Ничто не ускользает от внимания деревенских жителей, и “барон” скоро вызвал некоторые подозрения. Он написал жене новое письмо, еще более красноречивое, чем прежние. Теперь он просил прощения за то, что, добиваясь свидания с ней, выдавал себя за ее знакомого. Он признавался, что она его не знает, но тем не менее он доброжелателен и должен сделать важное сообщение. Жизнь моя подвергается большой опасности, о чем он и желает предостеречь. “Барон” и секретарь его пошли в поле, чтобы вместе прочесть письмо и посоветоваться насчет его содержания. Лесной сторож следовал за ними издали. Они не сошлись во взглядах на письмо, разорвали его и бросили в поле. Тогда сторож обождал, покуда они скрылись из виду, подобрал лоскутки и прочел письмо. Через час вся деревня знала уже, что “барон” никогда не был знаком с моей женой; романтическая история, которую с таким чувством передавала партия “барона”, рассеялась как дым.
– Ага! В таком случае они не то, за что себя выдают, – заключил в свою очередь местный жандарм, – значит, они – немецкие шпионы. – И арестовал их.
Нужно сказать в защиту жандарма, что незадолго до того в Клэрво действительно побывал немецкий шпион. Во время войны громадное тюремное здание может служить провиантским депо или казармами для войска; поэтому германский генеральный штаб, конечно, желал знать внутреннее расположение здания и его военное значение. И вот раз в нашу деревню прибыл веселый странствующий фотограф; он завел дружбу со всеми, снимая всех даром, и ему разрешили снять не только тюремный двор, но даже камеры. Сделав все это, он отправился в другой город, тоже на восточной границе, и здесь его арестовали французские власти и нашли на нем компрометирующие военные документы. Бригадье, в котором свежо еще было воспоминание о развязном фотографе, пришел к заключению, что “барон” и его секретарь тоже немецкие шпионы, и доставил их в тюрьму, в маленький городок Бар-сюр-Об. Там их освободили на другой же день, и местная газета заявила, что задержанные “не германские шпионы, а лица, посланные другой, более дружественной державой”.
Теперь общественное мнение всецело восстало против “барона” и его секретаря. Их приключения не кончились. После освобождения они зашли в маленькое деревенское кафе и за бутылкой вина стали по-немецки отводить душу в дружеском разговоре. “Ты дурак и трус, – говорил мнимый секретарь мнимому барону. – Будь я на твоем месте, я угостил бы вот из этого револьвера следственного судью. Пусть он только попробует проделать то же со мной: я ему всажу пулю в лоб” и так далее.

Задания »
A – Куда, согласно отрывку о «бароне» и его секретаре, их отвезли после ареста?
B – Напишите несколько предложений, которые продолжат рассказ о «бароне» и его секретаре после последней фразы отрывка.
Данные, приведённые дальше, с отрывком никак не связаны.

Данные »

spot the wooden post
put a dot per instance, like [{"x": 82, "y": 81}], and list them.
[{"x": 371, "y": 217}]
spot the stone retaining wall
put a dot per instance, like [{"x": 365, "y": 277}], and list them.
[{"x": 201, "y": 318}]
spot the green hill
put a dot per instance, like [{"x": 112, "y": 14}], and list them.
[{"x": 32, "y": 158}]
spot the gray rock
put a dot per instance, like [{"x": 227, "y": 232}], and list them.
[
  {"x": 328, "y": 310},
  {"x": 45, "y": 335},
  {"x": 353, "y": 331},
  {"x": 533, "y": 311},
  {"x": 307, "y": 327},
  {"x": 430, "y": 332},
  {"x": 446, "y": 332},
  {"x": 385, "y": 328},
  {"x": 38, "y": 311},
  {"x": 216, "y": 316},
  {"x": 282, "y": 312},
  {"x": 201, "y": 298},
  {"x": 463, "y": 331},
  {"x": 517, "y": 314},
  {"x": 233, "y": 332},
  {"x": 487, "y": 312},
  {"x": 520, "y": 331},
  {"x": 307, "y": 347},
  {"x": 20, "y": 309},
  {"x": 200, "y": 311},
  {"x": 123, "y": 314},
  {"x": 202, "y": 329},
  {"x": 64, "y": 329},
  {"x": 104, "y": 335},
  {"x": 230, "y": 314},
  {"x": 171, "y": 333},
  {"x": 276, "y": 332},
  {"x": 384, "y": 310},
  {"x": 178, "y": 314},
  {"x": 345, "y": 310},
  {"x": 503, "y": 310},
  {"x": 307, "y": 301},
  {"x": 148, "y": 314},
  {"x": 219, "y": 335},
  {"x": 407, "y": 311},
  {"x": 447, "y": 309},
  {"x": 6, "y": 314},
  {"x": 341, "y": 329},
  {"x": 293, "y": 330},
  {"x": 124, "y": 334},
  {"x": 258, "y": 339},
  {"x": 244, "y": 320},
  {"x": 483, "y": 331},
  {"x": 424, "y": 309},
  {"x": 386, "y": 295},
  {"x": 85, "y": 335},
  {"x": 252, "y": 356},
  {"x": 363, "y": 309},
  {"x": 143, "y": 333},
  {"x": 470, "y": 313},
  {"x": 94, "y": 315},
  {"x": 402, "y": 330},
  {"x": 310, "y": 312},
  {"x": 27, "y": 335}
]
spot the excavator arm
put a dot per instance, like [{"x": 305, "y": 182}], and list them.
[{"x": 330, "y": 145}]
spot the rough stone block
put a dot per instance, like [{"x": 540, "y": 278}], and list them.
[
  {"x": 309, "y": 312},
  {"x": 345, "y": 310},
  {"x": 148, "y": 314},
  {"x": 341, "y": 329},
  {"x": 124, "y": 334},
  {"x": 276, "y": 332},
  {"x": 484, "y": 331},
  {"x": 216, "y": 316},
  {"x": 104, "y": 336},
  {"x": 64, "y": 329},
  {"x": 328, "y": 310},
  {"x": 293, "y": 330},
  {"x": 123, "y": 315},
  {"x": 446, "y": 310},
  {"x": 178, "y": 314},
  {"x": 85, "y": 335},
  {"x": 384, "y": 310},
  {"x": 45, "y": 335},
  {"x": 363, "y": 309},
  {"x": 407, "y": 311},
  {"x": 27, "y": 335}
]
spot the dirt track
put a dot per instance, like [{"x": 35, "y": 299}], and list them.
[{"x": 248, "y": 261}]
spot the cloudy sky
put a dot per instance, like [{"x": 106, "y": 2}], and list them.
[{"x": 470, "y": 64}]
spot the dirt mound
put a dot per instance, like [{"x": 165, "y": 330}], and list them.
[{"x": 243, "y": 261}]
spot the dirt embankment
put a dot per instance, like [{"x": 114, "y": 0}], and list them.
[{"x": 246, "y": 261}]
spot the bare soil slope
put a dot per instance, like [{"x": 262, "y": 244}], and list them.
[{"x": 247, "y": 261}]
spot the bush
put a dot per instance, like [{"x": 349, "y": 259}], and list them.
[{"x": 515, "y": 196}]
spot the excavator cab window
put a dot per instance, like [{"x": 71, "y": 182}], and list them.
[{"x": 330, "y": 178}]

Ответы »
A – В тюрьму в маленьком городке Бар-сюр-Об.

B –
Тем временем странствующий приказчик, спокойно сидевший в углу, немедленно побежал к бригадье и передал ему подслушанный разговор. Бригадье составил тут же протокол и снова арестовал “секретаря”, оказавшегося аптекарем из Страсбурга. Его доставили в полицейский суд, в тот же Бар-сюр-Об, и присудили к месячному тюремному заключению “за угрозы судье в общественном месте”. После этого у “барона” были еще другие приключения, и деревня приняла свой обычный спокойный вид только после отъезда обоих незнакомцев.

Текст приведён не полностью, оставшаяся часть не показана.